## WRITTEN TASK:
Please copy the comment on measuring customer relationships below word for word, from "We know that the ability" to "for this task.".

Comment: Relationship Data Won't Interpret Itself

What does it take to be excellent? How do you know you are on the right path?

These questions are crucial to customer relationship management. The business model is new, and old measures do not apply.

The new business model says, "People are our most important asset." But in calculations of return on assets, people are an expense.

"We are focused on giving greater value to customers." But what gets measured is market share and products sold.

If credit risk were measured like customer risk, banks would hand over an even amount to each applicant and tell the credit committee: "Many seemed satisfied, and all promised to pay us back. Some may not."

Our clients' goal is to optimize customer relationships, and their performance confirms some logical suppositions.

We now know that the right measure of customer relationship management is the ability to increase the value of individual customer income streams. How many unprofitable customers have become less so? How many profitable customers have become more so? How many with high potential have been converted into high value?

We know that the ability of employees to target customers with potential and devise the right value propositions for them is a powerful leading indicator, as is employee enthusiasm for this task.

We know that the old measures can be dangerously misleading. There are examples of banks that gambled heavily on increasing sales per full-time- equivalent employee and others that emphasized the cross-sell. Having succeeded by great margins, they discovered little corresponding increase in profitability.

Stored records

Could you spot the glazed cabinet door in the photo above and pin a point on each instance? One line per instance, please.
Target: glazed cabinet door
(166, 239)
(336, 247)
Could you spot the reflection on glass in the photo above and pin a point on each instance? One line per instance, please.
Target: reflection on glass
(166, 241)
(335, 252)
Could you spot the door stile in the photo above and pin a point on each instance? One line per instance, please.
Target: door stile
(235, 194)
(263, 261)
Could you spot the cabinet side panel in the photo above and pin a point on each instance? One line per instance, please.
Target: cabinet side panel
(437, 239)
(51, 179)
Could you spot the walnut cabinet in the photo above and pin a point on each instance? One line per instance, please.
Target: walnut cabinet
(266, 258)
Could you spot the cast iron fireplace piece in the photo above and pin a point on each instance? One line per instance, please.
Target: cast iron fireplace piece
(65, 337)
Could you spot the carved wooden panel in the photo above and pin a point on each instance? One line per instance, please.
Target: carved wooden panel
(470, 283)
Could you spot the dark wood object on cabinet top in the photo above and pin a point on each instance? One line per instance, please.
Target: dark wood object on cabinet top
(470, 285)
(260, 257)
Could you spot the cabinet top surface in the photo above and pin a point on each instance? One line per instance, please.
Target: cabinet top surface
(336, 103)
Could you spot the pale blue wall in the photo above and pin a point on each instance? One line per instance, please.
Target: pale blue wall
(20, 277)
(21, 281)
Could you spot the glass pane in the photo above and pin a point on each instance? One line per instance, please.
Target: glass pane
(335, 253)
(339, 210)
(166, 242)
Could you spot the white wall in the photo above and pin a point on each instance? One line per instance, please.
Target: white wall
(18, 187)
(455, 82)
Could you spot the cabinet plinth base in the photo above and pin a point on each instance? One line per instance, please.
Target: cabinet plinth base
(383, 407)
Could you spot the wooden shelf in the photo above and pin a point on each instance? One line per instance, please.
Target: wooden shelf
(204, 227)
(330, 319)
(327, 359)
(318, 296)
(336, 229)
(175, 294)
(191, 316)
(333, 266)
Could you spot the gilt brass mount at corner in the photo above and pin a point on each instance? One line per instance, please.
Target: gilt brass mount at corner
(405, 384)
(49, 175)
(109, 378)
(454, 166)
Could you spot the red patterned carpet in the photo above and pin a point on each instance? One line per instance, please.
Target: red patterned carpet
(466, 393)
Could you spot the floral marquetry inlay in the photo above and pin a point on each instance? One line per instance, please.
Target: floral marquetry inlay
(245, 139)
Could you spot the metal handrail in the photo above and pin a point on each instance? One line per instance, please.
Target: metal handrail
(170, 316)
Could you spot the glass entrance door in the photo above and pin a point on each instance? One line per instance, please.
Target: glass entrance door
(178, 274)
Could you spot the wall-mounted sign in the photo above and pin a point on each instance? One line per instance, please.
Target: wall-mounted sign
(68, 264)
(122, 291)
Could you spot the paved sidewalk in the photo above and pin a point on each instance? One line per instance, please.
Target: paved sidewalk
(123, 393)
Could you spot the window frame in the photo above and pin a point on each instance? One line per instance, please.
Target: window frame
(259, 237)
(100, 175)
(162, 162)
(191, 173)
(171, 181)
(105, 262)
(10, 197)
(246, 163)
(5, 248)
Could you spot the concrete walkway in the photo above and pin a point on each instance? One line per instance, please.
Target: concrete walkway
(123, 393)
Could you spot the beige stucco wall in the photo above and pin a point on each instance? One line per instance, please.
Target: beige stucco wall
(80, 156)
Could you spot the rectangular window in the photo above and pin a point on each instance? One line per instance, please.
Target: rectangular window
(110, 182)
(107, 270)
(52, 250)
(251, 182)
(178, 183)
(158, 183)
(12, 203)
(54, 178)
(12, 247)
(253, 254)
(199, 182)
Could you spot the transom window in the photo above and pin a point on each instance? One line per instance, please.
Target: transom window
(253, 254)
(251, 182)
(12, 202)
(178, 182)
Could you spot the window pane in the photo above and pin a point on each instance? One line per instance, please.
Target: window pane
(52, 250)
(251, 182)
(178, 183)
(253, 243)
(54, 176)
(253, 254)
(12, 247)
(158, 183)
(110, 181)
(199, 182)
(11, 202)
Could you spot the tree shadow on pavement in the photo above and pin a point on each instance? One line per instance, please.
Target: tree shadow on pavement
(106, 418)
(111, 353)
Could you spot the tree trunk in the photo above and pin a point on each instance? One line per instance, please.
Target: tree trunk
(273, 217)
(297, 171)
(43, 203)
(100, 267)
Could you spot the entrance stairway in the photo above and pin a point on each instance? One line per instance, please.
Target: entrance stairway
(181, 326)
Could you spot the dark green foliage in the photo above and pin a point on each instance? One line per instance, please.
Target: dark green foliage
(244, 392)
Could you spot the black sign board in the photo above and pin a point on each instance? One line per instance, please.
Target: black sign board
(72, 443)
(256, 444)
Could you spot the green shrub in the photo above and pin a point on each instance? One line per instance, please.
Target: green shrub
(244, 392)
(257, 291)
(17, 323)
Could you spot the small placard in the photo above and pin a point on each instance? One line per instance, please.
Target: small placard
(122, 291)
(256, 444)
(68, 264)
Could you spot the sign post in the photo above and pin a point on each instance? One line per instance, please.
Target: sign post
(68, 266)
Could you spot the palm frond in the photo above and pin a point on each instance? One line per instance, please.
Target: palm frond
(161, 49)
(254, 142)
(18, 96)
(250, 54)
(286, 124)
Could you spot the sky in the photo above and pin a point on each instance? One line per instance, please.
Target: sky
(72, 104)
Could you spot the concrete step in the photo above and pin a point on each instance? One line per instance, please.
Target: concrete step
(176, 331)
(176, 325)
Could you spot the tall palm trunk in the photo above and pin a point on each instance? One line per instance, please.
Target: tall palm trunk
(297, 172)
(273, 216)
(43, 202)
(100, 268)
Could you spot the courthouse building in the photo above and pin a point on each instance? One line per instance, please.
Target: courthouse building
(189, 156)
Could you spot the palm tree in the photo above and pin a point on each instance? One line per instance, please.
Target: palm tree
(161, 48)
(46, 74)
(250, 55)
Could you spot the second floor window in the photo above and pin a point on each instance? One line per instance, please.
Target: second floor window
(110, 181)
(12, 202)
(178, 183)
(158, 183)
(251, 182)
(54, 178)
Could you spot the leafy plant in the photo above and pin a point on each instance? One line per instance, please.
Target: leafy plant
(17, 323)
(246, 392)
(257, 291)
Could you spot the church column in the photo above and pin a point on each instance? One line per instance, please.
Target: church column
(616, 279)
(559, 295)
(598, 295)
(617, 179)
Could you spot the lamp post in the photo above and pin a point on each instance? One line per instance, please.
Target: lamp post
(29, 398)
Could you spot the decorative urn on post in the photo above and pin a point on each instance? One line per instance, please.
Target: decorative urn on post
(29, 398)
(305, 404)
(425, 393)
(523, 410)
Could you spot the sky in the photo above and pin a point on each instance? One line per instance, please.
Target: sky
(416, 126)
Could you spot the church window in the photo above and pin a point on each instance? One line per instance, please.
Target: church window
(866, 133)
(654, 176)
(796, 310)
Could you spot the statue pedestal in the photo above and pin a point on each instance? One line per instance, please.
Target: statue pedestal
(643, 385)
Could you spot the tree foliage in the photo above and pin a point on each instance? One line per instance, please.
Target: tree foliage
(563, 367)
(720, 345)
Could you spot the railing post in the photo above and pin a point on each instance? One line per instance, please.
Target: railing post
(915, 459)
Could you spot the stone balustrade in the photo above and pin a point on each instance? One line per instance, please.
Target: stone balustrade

## RESPONSE:
We know that the ability of employees to target customers with potential and devise the right value propositions for them is a powerful leading indicator, as is employee enthusiasm for this task.